## CONSEGNA 1
Trascrivi alla lettera il passo della recensione che comincia con le parole contenenti "Terza ed ultima" e termina con "questo era prevedibile).".
## CONSEGNA 2
Per ciascuna affermazione indica se concorda con la recensione, rispondendo sì o no e citando tra virgolette le parole decisive: (a) la giornata di domenica si apre con i Domine; (b) nei Vision Divine Oleg Smirnoff suona la chitarra; (c) ‘The Whisper’ appartiene al cd di debutto dei Vision Divine.

## ESTRATTO
Iron Maiden: Live Report della data di Imola

Domenica 15 Giugno 2003

Terza ed ultima giornata dell’Heineken Jammin Festival, quella maggiormente attesa da tutti gli headbanger italiani, visto che si tratta di una vera e propria monografia metal, con band storiche (Maiden su tutti), che si stanno affermando (Cradle of Filth), emergenti (Murderdolls) e, specialmente italiane. Sarà, infatti, il trittico Domine, Vision Divine, Lacuna Coil ad aprire le danze, risultando, alla fine superiori alla compagine straniera (Iron a parte, ma questo era prevedibile).

Si apre con i toscani Domine la giornata di domenica 15 Giugno e non penso ci possa essere stata scelta migliore, visto che l’impatto generato dal loro quadrato speed-epic metal dalle forti reminiscenze anni ’80 è stato a dir poco tellurico. La voce di Morby, vero asso nella manica e spina dorsale delle composizioni del quintetto italiano, si dimostra subito in ottima forma, con potentissimi e taglienti acuti. Inoltre, il simpatico frontman toscano dimostra tutta la sua natura da animale da palcoscenico, incitando un pubblico carico di energia, il quale esplode come il tuono di un temporale estivo proprio durante l’esecuzione dell’anthem per eccellenza dei Domine: ‘Thunderstorm’. Lineari, diretti fino a rasentare la pedissequa riproposizione di certi schemi, i Domine lanciano fendenti precisi ed essenziali come ‘True Leader of Men’ o la finale ‘Defenders’, accolta da un autentico boato dalla folla, che inneggia all’eroe di questa giornata, Morby, anche se bisogna citare lo splendido operato di un drummer di prima categoria. Una vera e propria battaglia campale, vinta senz’ombra di dubbio dai Domine ed un pubblico che sta imparando a supportare gli ‘homeboys’.

Sempre dalla Toscana giungono le tempeste, verrebbe da dire citando un brano dei Sepultura (‘From the Past come the Storms’…mica ‘From Toscana…’!). Con l’entrata sul palco dei Vision Divine si passa ad un metal più melodico ed elaborato e si ha l’occasione di testare quella che da poco è diventata la vera ed unica band di Olaf Thorsen, dopo la sua dipartita dai Labyrynth. Suoni più complessi, visto l’entrata in formazione dell’ormai ‘uomo dalle mille band’ Oleg Smirnoff, alle tastiere. I brani del cd di debutto omonimo come ‘Send me an Angel’ o ‘New Eden’ si alternano con grande efficacia a quelli nuovi come ‘The Whisper’, eseguiti magistralmente dalla funambolica chitarra di Olaf e supportati dalla devastante batteria di Matt Stancioiu. La voce di Lione, spesso sotto il tiro delle critiche per le sue non eccelse prestazioni live, questa volta si dimostra impeccabile sotto il profilo esecutivo e sfoggia una discreta grinta da frontman, con la conseguente reazione positiva del pubblico. Una band nata come side-project e vista, in principio, come formazione ‘clone’ di molte altre (specie dei Labyrytnh), che sta cercando la propria personalità artistica: come primo passo, sul versante live, le prospettive sembrano più che rosee, speriamo non si fermino.

## VOCI RIPORTATE
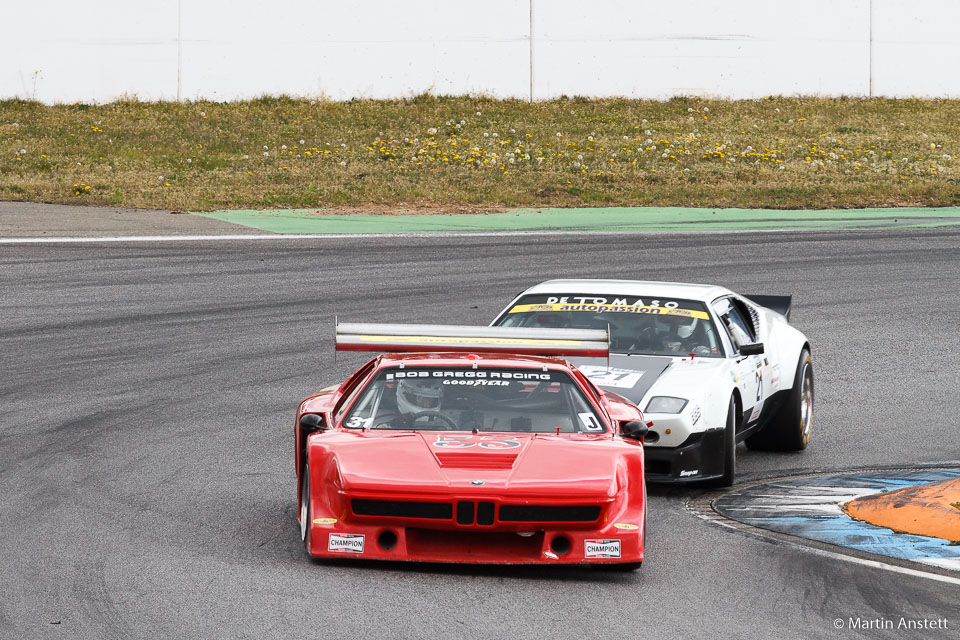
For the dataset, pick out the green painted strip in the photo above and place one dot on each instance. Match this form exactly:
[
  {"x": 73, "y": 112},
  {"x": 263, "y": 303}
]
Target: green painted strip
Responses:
[{"x": 592, "y": 219}]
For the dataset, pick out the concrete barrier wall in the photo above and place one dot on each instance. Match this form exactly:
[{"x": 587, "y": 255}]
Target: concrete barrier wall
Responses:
[{"x": 99, "y": 50}]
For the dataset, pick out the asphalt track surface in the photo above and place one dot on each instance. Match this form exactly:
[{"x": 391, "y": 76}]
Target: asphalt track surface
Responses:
[{"x": 146, "y": 456}]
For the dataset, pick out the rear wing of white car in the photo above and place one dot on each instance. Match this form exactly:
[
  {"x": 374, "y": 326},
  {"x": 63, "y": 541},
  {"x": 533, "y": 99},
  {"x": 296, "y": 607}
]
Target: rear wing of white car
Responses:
[
  {"x": 780, "y": 304},
  {"x": 437, "y": 338}
]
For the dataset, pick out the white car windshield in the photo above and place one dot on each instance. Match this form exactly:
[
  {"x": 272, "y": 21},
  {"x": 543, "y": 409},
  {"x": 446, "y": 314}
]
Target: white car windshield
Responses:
[
  {"x": 638, "y": 325},
  {"x": 464, "y": 399}
]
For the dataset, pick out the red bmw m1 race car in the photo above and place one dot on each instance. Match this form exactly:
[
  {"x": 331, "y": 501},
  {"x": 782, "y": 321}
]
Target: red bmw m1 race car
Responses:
[{"x": 471, "y": 445}]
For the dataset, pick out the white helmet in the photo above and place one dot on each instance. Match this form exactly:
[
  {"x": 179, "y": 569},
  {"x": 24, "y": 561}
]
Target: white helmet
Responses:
[
  {"x": 414, "y": 396},
  {"x": 679, "y": 326}
]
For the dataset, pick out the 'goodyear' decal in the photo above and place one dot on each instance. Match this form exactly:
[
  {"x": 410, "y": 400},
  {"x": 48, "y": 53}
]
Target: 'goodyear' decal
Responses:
[{"x": 610, "y": 308}]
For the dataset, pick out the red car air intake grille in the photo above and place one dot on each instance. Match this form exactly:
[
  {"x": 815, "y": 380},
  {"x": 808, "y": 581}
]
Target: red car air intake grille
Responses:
[
  {"x": 536, "y": 513},
  {"x": 465, "y": 460},
  {"x": 402, "y": 509}
]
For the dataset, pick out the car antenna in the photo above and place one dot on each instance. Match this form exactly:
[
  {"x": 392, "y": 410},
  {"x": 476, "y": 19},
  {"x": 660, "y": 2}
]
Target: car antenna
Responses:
[{"x": 608, "y": 345}]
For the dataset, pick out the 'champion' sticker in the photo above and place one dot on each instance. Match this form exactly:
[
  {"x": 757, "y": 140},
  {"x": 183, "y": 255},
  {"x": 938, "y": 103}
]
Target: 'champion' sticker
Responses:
[
  {"x": 601, "y": 548},
  {"x": 345, "y": 542}
]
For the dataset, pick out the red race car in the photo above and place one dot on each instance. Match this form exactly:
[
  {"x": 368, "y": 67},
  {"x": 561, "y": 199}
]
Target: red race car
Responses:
[{"x": 474, "y": 445}]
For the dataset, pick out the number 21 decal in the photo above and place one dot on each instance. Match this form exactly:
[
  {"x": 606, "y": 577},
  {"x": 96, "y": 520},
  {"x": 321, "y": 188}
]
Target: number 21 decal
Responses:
[{"x": 470, "y": 440}]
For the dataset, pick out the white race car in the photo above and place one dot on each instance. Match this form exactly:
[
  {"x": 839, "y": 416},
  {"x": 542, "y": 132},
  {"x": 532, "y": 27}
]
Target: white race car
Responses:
[{"x": 708, "y": 367}]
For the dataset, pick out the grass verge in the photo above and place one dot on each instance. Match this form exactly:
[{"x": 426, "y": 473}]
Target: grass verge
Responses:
[{"x": 482, "y": 154}]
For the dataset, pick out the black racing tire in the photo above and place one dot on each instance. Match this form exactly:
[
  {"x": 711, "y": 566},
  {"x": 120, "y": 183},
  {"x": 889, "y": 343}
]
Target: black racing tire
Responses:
[
  {"x": 729, "y": 448},
  {"x": 306, "y": 514},
  {"x": 790, "y": 427}
]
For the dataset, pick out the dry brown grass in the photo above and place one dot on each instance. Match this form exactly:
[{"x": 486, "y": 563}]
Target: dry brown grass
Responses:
[{"x": 482, "y": 154}]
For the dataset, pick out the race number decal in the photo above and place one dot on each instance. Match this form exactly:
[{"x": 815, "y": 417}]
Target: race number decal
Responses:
[
  {"x": 589, "y": 422},
  {"x": 470, "y": 440},
  {"x": 616, "y": 378}
]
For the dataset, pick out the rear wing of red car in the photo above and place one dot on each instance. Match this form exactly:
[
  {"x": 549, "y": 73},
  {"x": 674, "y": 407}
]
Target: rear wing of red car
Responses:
[{"x": 438, "y": 338}]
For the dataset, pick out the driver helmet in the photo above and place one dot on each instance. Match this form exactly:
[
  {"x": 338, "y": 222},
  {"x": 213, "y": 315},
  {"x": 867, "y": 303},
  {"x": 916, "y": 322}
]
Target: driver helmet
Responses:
[
  {"x": 679, "y": 326},
  {"x": 675, "y": 330},
  {"x": 414, "y": 396}
]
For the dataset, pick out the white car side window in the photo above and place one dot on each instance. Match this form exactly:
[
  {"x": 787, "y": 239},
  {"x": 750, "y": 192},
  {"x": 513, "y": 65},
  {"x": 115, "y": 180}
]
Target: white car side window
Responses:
[{"x": 734, "y": 323}]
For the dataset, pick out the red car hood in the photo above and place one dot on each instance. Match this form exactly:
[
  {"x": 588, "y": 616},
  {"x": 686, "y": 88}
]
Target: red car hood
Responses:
[{"x": 574, "y": 466}]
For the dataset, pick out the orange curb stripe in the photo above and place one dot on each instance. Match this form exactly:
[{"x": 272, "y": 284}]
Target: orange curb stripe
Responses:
[{"x": 924, "y": 510}]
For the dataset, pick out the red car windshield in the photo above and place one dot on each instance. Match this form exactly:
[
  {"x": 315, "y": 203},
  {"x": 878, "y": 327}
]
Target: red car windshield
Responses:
[{"x": 463, "y": 399}]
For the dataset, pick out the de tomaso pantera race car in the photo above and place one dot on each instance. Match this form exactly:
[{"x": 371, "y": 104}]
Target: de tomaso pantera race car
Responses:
[
  {"x": 708, "y": 367},
  {"x": 472, "y": 445}
]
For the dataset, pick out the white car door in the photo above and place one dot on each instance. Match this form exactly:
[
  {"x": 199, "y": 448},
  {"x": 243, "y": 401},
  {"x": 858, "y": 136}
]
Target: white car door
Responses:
[{"x": 750, "y": 371}]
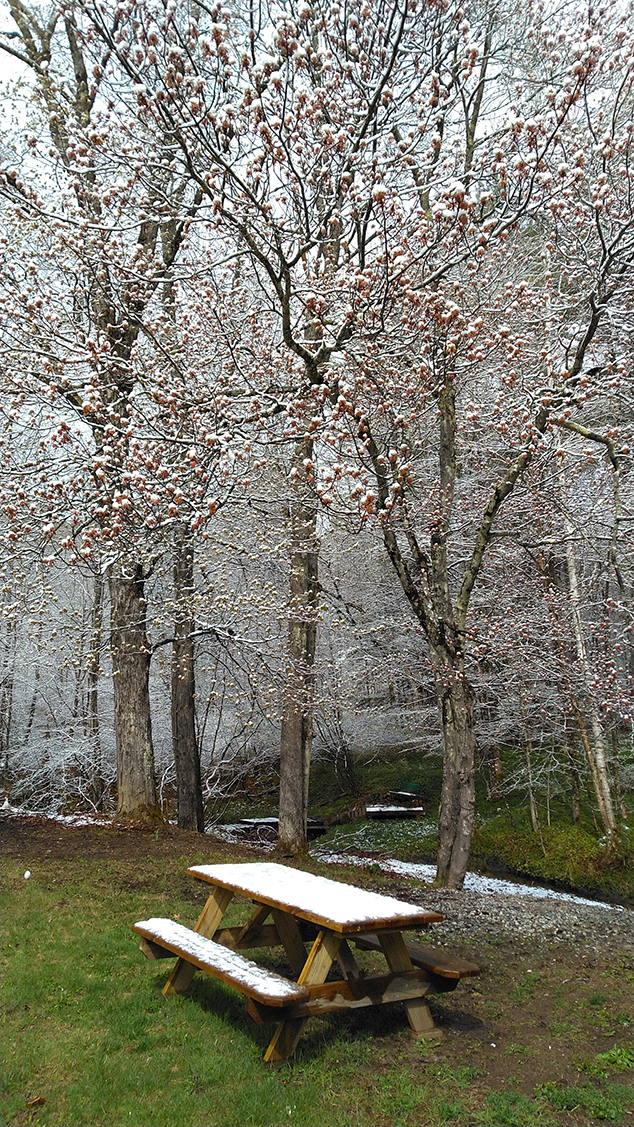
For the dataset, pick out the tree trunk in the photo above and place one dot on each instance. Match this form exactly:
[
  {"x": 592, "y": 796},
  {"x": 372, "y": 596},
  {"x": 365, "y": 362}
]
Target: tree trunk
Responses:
[
  {"x": 596, "y": 752},
  {"x": 92, "y": 698},
  {"x": 297, "y": 720},
  {"x": 136, "y": 789},
  {"x": 186, "y": 757},
  {"x": 457, "y": 802},
  {"x": 574, "y": 786}
]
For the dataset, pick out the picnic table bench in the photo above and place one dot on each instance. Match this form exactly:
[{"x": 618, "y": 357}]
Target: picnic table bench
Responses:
[{"x": 304, "y": 908}]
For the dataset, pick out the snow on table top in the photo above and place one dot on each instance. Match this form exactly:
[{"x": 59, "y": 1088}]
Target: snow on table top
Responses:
[
  {"x": 247, "y": 975},
  {"x": 394, "y": 809},
  {"x": 335, "y": 905}
]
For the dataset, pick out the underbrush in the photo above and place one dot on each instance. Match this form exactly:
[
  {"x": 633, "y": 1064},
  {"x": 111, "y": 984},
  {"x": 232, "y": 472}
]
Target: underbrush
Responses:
[{"x": 563, "y": 854}]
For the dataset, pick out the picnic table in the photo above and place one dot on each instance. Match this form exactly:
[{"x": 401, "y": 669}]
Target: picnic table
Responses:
[{"x": 294, "y": 910}]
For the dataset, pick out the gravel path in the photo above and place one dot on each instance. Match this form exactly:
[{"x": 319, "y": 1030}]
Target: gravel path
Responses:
[{"x": 469, "y": 916}]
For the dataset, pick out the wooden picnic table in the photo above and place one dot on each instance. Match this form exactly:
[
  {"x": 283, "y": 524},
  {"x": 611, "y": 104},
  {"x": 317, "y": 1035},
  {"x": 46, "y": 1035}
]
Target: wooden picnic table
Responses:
[{"x": 304, "y": 910}]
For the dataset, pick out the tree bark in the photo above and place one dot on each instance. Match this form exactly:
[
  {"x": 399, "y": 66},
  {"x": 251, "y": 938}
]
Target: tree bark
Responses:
[
  {"x": 457, "y": 799},
  {"x": 92, "y": 694},
  {"x": 136, "y": 789},
  {"x": 297, "y": 720},
  {"x": 596, "y": 752},
  {"x": 186, "y": 755}
]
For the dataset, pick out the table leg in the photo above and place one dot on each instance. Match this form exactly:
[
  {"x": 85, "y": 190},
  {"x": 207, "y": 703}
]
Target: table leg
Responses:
[
  {"x": 314, "y": 972},
  {"x": 206, "y": 925},
  {"x": 292, "y": 940},
  {"x": 421, "y": 1022}
]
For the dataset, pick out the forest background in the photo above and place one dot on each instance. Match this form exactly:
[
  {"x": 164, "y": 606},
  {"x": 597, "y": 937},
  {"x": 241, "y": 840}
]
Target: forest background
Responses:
[{"x": 317, "y": 406}]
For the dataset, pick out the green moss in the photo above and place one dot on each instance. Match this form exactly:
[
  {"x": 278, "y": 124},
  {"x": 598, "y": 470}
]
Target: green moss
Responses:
[{"x": 565, "y": 854}]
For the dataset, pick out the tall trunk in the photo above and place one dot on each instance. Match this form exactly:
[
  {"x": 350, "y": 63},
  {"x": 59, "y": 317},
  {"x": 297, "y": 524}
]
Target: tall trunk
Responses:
[
  {"x": 136, "y": 789},
  {"x": 186, "y": 757},
  {"x": 574, "y": 786},
  {"x": 596, "y": 751},
  {"x": 457, "y": 800},
  {"x": 7, "y": 691},
  {"x": 92, "y": 694},
  {"x": 616, "y": 773},
  {"x": 297, "y": 720}
]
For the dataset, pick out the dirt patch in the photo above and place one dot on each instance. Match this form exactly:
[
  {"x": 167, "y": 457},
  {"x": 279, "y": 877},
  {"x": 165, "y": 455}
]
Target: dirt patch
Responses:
[
  {"x": 43, "y": 839},
  {"x": 541, "y": 1013}
]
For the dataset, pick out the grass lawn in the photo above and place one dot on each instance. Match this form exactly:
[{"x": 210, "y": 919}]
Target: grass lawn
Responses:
[{"x": 89, "y": 1039}]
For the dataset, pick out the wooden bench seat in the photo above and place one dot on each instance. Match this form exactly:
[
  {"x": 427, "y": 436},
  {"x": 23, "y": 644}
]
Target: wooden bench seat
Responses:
[
  {"x": 256, "y": 982},
  {"x": 445, "y": 969}
]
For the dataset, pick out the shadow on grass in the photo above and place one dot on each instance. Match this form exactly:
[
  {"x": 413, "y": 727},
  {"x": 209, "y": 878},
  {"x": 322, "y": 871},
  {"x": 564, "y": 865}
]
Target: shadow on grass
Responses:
[{"x": 365, "y": 1023}]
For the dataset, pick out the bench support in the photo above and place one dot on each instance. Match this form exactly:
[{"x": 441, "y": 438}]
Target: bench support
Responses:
[
  {"x": 421, "y": 1022},
  {"x": 315, "y": 970},
  {"x": 180, "y": 978}
]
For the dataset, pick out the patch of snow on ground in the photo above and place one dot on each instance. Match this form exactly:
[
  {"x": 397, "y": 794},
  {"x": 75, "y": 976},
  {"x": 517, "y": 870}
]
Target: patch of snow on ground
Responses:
[{"x": 489, "y": 886}]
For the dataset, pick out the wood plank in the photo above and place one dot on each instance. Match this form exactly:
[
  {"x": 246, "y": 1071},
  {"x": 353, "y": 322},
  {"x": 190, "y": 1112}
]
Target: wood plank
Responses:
[
  {"x": 331, "y": 904},
  {"x": 284, "y": 1040},
  {"x": 353, "y": 994},
  {"x": 347, "y": 961},
  {"x": 421, "y": 1022},
  {"x": 180, "y": 978},
  {"x": 252, "y": 926},
  {"x": 262, "y": 937},
  {"x": 153, "y": 951},
  {"x": 228, "y": 966},
  {"x": 437, "y": 963},
  {"x": 292, "y": 940}
]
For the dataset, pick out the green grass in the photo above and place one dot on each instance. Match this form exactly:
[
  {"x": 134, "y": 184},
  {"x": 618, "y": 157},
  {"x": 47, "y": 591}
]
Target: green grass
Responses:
[{"x": 87, "y": 1030}]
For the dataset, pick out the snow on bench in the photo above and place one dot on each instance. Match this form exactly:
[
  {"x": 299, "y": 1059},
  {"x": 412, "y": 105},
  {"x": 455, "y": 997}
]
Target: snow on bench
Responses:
[
  {"x": 328, "y": 903},
  {"x": 248, "y": 977}
]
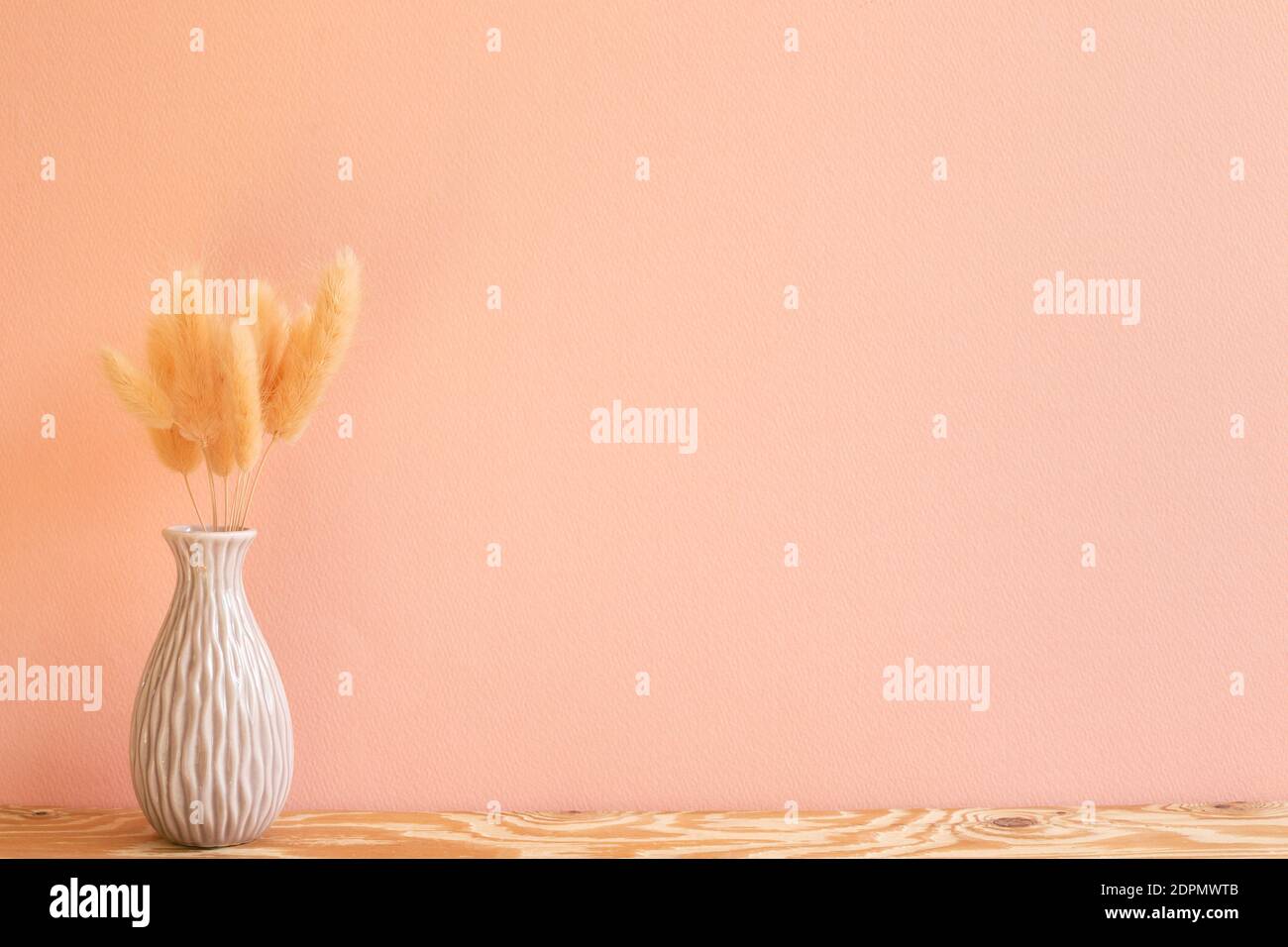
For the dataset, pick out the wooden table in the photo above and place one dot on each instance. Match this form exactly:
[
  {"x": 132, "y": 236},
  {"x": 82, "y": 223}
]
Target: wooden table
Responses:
[{"x": 1166, "y": 830}]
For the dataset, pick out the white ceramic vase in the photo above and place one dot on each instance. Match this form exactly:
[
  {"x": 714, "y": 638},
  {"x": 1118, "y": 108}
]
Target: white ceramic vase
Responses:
[{"x": 210, "y": 738}]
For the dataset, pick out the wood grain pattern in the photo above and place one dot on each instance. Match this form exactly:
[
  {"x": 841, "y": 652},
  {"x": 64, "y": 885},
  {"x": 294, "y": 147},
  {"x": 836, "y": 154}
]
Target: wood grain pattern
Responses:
[{"x": 1163, "y": 831}]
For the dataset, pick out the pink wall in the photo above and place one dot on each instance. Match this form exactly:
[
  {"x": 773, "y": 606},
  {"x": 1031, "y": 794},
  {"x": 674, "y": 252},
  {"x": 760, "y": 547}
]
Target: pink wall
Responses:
[{"x": 472, "y": 427}]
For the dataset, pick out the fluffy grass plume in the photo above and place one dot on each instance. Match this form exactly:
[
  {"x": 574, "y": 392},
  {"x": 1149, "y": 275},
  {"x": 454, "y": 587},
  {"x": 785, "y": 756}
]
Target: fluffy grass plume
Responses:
[
  {"x": 141, "y": 395},
  {"x": 196, "y": 399},
  {"x": 175, "y": 451},
  {"x": 214, "y": 388},
  {"x": 222, "y": 447},
  {"x": 271, "y": 328},
  {"x": 314, "y": 350}
]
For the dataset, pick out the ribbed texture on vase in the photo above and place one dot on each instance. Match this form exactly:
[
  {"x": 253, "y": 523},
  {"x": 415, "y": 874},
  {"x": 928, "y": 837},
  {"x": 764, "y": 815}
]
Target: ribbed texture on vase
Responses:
[{"x": 210, "y": 745}]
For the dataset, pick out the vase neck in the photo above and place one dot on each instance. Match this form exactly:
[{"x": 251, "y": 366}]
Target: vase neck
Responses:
[{"x": 209, "y": 554}]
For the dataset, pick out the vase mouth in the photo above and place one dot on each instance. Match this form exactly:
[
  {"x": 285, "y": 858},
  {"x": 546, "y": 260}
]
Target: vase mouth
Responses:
[{"x": 215, "y": 534}]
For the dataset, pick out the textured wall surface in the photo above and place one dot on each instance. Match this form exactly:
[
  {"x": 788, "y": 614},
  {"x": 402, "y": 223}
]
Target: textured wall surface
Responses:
[{"x": 767, "y": 169}]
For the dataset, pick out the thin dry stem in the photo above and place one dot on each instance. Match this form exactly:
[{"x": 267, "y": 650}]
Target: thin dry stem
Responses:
[
  {"x": 254, "y": 480},
  {"x": 193, "y": 497}
]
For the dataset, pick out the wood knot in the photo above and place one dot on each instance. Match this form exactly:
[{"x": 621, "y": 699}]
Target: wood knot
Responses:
[{"x": 1014, "y": 822}]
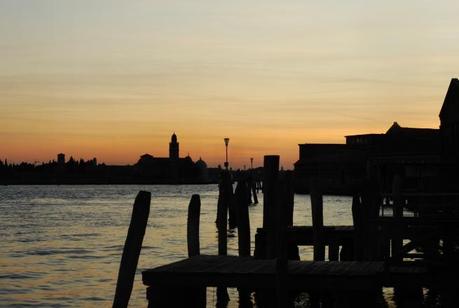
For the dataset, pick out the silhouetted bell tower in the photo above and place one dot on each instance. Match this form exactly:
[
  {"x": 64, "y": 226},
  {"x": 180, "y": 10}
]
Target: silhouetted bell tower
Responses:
[{"x": 174, "y": 147}]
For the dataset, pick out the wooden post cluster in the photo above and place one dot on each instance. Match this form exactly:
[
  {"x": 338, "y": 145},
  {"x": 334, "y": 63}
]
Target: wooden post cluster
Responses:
[
  {"x": 132, "y": 247},
  {"x": 317, "y": 222},
  {"x": 270, "y": 195},
  {"x": 225, "y": 198}
]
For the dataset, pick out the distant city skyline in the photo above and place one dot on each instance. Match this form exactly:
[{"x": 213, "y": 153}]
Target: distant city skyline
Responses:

## RISULTATO 1
Terza ed ultima giornata dell’Heineken Jammin Festival, quella maggiormente attesa da tutti gli headbanger italiani, visto che si tratta di una vera e propria monografia metal, con band storiche (Maiden su tutti), che si stanno affermando (Cradle of Filth), emergenti (Murderdolls) e, specialmente italiane. Sarà, infatti, il trittico Domine, Vision Divine, Lacuna Coil ad aprire le danze, risultando, alla fine superiori alla compagine straniera (Iron a parte, ma questo era prevedibile).

## RISULTATO 2
(a) Sì: «Si apre con i toscani Domine la giornata di domenica 15 Giugno».
(b) No: «Oleg Smirnoff, alle tastiere».
(c) No: «quelli nuovi come ‘The Whisper’».